**WHAT NEEDS TO BE DONE**
Gather every line of the listing below that contains the string "jersey". Case counts, so only lines with that exact capitalization qualify.

**DATA ROWS**
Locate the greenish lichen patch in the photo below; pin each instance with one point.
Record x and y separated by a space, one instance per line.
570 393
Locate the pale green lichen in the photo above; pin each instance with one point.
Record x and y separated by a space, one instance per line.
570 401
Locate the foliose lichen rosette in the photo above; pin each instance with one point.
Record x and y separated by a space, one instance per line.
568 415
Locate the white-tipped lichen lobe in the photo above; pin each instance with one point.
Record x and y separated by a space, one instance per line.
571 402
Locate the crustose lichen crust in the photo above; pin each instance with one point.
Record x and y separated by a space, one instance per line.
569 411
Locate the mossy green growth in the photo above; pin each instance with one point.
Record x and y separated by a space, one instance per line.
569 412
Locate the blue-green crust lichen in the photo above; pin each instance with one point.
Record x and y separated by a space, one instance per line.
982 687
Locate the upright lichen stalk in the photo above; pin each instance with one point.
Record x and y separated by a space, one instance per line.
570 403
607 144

--

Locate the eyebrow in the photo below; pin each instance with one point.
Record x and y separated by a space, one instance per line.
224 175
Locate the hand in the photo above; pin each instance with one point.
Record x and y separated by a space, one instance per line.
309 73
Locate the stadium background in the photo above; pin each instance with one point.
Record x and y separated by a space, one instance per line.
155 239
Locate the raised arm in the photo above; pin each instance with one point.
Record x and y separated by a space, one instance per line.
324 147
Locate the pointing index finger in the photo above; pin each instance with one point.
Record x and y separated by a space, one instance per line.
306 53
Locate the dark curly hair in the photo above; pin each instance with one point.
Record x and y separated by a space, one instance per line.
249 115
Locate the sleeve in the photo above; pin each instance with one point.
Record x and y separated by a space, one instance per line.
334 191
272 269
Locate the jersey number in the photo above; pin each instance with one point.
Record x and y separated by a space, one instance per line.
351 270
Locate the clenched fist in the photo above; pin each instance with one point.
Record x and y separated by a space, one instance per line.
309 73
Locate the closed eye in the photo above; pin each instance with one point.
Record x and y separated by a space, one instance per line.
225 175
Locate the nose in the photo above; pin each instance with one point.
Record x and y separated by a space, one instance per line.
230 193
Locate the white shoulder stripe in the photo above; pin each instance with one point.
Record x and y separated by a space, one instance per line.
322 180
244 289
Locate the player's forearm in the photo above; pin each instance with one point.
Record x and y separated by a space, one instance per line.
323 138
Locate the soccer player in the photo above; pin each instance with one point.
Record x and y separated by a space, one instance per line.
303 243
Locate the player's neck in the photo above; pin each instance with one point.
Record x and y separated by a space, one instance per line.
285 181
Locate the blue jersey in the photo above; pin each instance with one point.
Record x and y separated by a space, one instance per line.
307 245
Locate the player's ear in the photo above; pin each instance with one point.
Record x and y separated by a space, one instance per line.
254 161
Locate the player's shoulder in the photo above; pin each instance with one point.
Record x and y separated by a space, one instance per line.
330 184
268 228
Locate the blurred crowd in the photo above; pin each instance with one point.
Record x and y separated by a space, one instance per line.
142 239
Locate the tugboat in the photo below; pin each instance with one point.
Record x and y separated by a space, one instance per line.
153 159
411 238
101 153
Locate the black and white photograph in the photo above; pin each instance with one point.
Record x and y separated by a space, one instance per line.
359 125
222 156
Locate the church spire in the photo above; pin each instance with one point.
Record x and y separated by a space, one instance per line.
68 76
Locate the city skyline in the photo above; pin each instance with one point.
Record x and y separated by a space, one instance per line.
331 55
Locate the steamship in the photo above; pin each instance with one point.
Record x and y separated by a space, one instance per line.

**SOLUTION TO THIS EXERCISE**
Locate the jersey number in the photo above; pin each instance with one point.
Locate the blue jersey in the photo above; pin each instance with one point.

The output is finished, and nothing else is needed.